[TRECHO DO TEXTO]

>>>>>

Não faz muito tempo, um amigo me escreveu dizendo que estava tendo problemas com a internet. Contou que sempre fora um usuário entusiasmado mas que, ultimamente, a Grande Rede estava ocupando vastas porções de sua vida. Não exemplificou e não revelou muitos detalhes, da sua existência virtual, mas eu entendi o que ele quis dizer. Aparentemente, meu amigo estava sofrendo de uma compulsão que a muitos atinge, a ponto de se perder a noção do que é real e do que é virtual na vida.

Além dessa pessoa que me é próxima, e que eu não desconfiava ser internet addicted, conheci muita gente que levava duas vidas: uma na Grande Rede e outra fora dela. É natural, eu trabalho com internet e muitos tipos assim surgem no dia-a-dia. No começo, até, eu achava interessante forjar uma existência paralela e explorar suas possibilidades, mas depois comecei a achar o negócio meio doentio.

Quem escreve na internet, seja por diversão, seja profissionalmente, já topou com fantasmas assim. Em geral, opositores ou críticos das nossas idéias, que não querem revelar sua identidade mas que desejam ardentemente combatê-las. Então emitem um comentário, usando nome e e-mail falsos. Alguns chegam a criar uma caixa postal para isso mas, mesmo assim, não posso caracterizar essa atitude como patologia - pois é relativamente comum nos meios.

O que começou a me espantar foi um sujeito que, já há alguns anos, embarcou numa discussão insistente com um colunista, e este - caindo na dele - chegou ao ponto de marcar um encontro para resolver a disputa como se fosse um duelo. Os ânimos estavam exaltados, mas ninguém morreu. Quem "assinava" as mensagens me enviava cópias delas clamando para que eu "tomasse uma atitude". Não tomei, claro. O missivista eletrônico acabou sumindo.

<<<<<

[LINHAS DISPONÍVEIS]
>>>>>

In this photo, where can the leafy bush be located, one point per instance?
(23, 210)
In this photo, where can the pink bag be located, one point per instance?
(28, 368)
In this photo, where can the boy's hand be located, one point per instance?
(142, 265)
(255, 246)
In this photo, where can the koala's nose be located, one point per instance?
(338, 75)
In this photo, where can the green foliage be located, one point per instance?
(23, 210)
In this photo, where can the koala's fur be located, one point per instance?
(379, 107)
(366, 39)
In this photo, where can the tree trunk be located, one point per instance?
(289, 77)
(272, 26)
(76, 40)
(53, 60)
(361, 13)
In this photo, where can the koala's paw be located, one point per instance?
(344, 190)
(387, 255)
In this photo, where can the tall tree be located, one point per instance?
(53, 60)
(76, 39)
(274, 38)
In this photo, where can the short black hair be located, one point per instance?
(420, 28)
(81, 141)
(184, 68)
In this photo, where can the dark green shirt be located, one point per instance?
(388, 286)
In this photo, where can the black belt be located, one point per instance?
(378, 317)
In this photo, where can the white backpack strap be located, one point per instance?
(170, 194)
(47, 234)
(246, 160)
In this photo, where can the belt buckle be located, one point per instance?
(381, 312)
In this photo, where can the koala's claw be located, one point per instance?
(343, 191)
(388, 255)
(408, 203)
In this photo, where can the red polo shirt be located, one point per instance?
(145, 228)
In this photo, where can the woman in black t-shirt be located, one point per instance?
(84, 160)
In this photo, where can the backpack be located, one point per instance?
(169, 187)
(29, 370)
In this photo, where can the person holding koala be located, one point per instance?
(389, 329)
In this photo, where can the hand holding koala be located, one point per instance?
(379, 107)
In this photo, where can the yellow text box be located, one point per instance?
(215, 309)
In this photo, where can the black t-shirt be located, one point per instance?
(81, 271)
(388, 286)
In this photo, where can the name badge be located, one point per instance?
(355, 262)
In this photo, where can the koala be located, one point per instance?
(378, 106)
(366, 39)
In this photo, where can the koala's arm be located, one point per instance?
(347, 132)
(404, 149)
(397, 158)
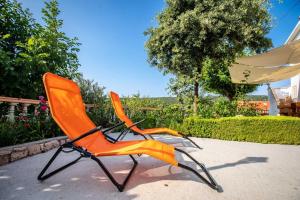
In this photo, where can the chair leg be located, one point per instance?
(210, 181)
(109, 175)
(60, 149)
(189, 139)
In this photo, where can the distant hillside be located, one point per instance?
(248, 97)
(257, 97)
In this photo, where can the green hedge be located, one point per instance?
(264, 129)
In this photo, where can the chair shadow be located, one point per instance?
(140, 178)
(143, 176)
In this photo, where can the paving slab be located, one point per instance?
(246, 171)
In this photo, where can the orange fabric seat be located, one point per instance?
(119, 110)
(68, 110)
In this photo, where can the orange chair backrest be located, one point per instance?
(68, 110)
(119, 110)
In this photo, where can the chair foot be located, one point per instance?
(42, 177)
(119, 186)
(210, 181)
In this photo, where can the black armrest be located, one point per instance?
(136, 123)
(92, 131)
(113, 127)
(98, 128)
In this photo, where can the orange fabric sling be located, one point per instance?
(68, 111)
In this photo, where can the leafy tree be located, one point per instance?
(92, 92)
(216, 79)
(182, 87)
(50, 50)
(28, 50)
(191, 31)
(16, 26)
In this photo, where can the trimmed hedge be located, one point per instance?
(263, 129)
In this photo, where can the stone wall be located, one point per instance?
(13, 153)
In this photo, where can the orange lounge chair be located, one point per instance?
(119, 110)
(68, 110)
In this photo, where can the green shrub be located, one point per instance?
(267, 129)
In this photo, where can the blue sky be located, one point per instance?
(111, 32)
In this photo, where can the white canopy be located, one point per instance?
(275, 65)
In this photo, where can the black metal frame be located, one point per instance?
(127, 130)
(120, 186)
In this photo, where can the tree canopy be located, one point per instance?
(191, 31)
(28, 49)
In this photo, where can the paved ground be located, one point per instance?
(244, 170)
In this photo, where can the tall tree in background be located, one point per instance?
(191, 31)
(216, 78)
(16, 26)
(37, 49)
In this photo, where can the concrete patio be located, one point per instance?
(244, 170)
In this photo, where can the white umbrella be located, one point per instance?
(275, 65)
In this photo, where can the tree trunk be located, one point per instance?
(196, 97)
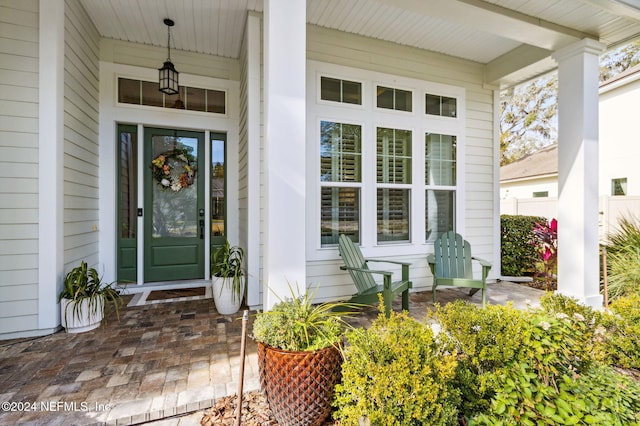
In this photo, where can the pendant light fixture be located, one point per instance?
(168, 76)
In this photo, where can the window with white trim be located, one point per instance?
(336, 90)
(387, 172)
(393, 184)
(341, 179)
(440, 181)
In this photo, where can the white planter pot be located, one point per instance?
(83, 318)
(226, 303)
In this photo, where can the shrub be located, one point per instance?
(623, 259)
(597, 396)
(535, 367)
(622, 336)
(518, 254)
(394, 373)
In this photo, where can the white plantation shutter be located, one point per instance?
(341, 177)
(393, 176)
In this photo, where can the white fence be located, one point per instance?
(611, 209)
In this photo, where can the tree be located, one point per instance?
(529, 111)
(528, 118)
(619, 60)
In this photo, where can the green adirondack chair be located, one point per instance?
(451, 265)
(363, 278)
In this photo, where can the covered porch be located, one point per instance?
(278, 63)
(158, 361)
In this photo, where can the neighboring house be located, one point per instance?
(533, 176)
(296, 121)
(529, 186)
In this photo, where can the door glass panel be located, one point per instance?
(128, 176)
(218, 209)
(174, 188)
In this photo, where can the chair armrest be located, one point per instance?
(388, 261)
(373, 271)
(482, 262)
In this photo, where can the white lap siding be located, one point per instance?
(18, 165)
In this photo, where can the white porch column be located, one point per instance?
(50, 162)
(284, 156)
(578, 265)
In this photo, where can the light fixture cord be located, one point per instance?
(168, 43)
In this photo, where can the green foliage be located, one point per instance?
(518, 251)
(226, 262)
(556, 303)
(296, 324)
(622, 336)
(597, 396)
(395, 373)
(623, 258)
(537, 367)
(84, 283)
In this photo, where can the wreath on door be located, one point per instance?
(174, 169)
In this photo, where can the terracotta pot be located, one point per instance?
(299, 386)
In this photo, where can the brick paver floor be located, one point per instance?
(158, 361)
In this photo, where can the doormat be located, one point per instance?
(150, 297)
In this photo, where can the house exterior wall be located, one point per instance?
(476, 209)
(619, 136)
(19, 53)
(81, 151)
(526, 187)
(250, 167)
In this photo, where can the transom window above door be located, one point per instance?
(140, 92)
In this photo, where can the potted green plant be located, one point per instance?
(300, 357)
(84, 299)
(227, 278)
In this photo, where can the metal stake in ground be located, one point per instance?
(243, 341)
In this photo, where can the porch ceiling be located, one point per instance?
(513, 38)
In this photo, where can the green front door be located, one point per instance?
(173, 205)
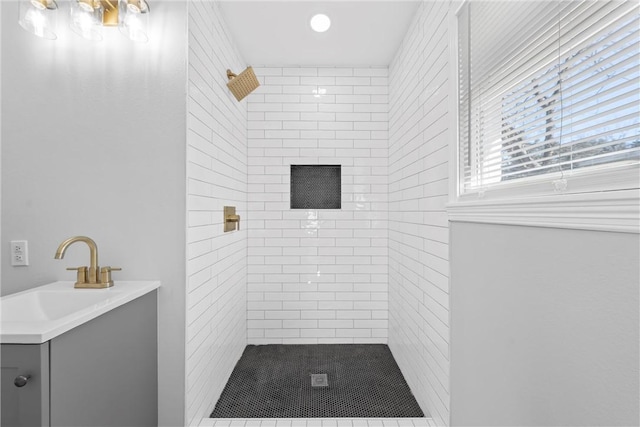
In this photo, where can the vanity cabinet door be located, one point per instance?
(25, 385)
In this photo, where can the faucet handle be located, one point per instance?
(105, 274)
(82, 274)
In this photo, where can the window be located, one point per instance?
(549, 97)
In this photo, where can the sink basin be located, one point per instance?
(40, 314)
(47, 305)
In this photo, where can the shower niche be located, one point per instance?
(316, 186)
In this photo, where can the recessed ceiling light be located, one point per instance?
(320, 23)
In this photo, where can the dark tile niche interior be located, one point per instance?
(316, 187)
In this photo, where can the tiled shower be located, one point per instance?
(375, 271)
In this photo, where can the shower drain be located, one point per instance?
(319, 380)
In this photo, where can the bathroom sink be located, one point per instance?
(40, 314)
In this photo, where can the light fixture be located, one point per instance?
(133, 19)
(320, 23)
(39, 17)
(86, 18)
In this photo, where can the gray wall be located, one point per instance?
(93, 143)
(544, 326)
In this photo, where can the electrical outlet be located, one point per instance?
(19, 253)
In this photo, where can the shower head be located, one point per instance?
(242, 84)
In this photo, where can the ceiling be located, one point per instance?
(277, 33)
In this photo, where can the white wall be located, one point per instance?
(545, 326)
(217, 177)
(318, 276)
(93, 139)
(418, 193)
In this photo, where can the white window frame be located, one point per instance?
(602, 199)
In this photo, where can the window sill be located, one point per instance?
(613, 211)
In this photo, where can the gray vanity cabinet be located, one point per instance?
(101, 373)
(25, 385)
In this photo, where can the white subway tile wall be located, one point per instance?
(318, 276)
(216, 176)
(418, 193)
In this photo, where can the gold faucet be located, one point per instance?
(92, 276)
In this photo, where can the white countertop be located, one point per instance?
(40, 314)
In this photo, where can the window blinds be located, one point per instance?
(545, 89)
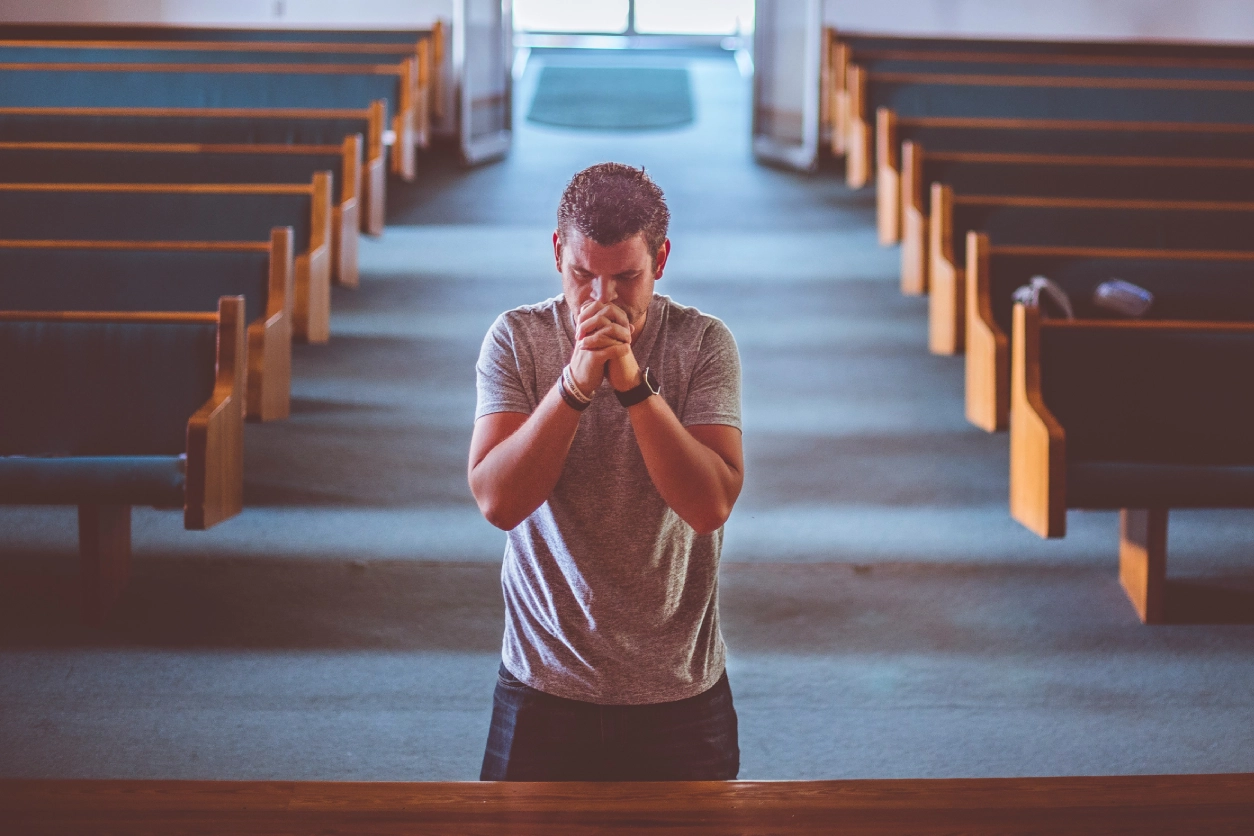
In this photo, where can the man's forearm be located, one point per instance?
(697, 483)
(518, 474)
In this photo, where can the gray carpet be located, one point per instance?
(885, 617)
(612, 98)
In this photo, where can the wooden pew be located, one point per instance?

<<<<<

[TAREFAS]
1) Transcreva o texto inteiro, sem mudar nada.
2) Quantas linhas contêm a palavra "hedge"? Diferencie maiúsculas de minúsculas e responda só com o número.
O texto e as linhas não têm nenhuma ligação entre si.

[RESPOSTAS POR TAREFA]
1)
Não faz muito tempo, um amigo me escreveu dizendo que estava tendo problemas com a internet. Contou que sempre fora um usuário entusiasmado mas que, ultimamente, a Grande Rede estava ocupando vastas porções de sua vida. Não exemplificou e não revelou muitos detalhes, da sua existência virtual, mas eu entendi o que ele quis dizer. Aparentemente, meu amigo estava sofrendo de uma compulsão que a muitos atinge, a ponto de se perder a noção do que é real e do que é virtual na vida.

Além dessa pessoa que me é próxima, e que eu não desconfiava ser internet addicted, conheci muita gente que levava duas vidas: uma na Grande Rede e outra fora dela. É natural, eu trabalho com internet e muitos tipos assim surgem no dia-a-dia. No começo, até, eu achava interessante forjar uma existência paralela e explorar suas possibilidades, mas depois comecei a achar o negócio meio doentio.

Quem escreve na internet, seja por diversão, seja profissionalmente, já topou com fantasmas assim. Em geral, opositores ou críticos das nossas idéias, que não querem revelar sua identidade mas que desejam ardentemente combatê-las. Então emitem um comentário, usando nome e e-mail falsos. Alguns chegam a criar uma caixa postal para isso mas, mesmo assim, não posso caracterizar essa atitude como patologia - pois é relativamente comum nos meios.

O que começou a me espantar foi um sujeito que, já há alguns anos, embarcou numa discussão insistente com um colunista, e este - caindo na dele - chegou ao ponto de marcar um encontro para resolver a disputa como se fosse um duelo. Os ânimos estavam exaltados, mas ninguém morreu. Quem "assinava" as mensagens me enviava cópias delas clamando para que eu "tomasse uma atitude". Não tomei, claro. O missivista eletrônico acabou sumindo.

2) 2